**What you have to do:**
Please write out every item below word for word, leaving out the pictures.

— Begin —

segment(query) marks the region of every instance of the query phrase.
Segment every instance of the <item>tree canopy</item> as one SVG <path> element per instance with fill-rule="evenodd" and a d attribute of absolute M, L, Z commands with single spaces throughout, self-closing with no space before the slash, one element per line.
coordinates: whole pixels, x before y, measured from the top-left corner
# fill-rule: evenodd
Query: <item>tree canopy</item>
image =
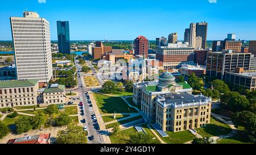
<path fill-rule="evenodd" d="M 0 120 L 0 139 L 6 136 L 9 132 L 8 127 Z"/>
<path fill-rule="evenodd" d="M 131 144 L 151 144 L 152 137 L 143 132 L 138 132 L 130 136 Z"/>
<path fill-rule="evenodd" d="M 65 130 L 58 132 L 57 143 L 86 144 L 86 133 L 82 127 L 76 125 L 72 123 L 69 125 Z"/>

— End —

**Worked solution:**
segment(query) marks the region of every instance of the query phrase.
Segment every instance of the <item>tree canopy</item> as one SVG <path> element per instance with fill-rule="evenodd" and a d attribute of absolute M, L, Z commands with single spaces throughout, self-closing with no space before the slash, one element per line.
coordinates: whole pixels, x before y, measured from the top-left corner
# fill-rule: evenodd
Query: <item>tree canopy</item>
image =
<path fill-rule="evenodd" d="M 0 120 L 0 139 L 6 136 L 9 132 L 8 127 Z"/>
<path fill-rule="evenodd" d="M 131 144 L 151 144 L 152 137 L 143 132 L 138 132 L 130 136 Z"/>
<path fill-rule="evenodd" d="M 65 130 L 58 132 L 57 143 L 86 144 L 86 133 L 82 127 L 76 125 L 72 123 L 69 125 Z"/>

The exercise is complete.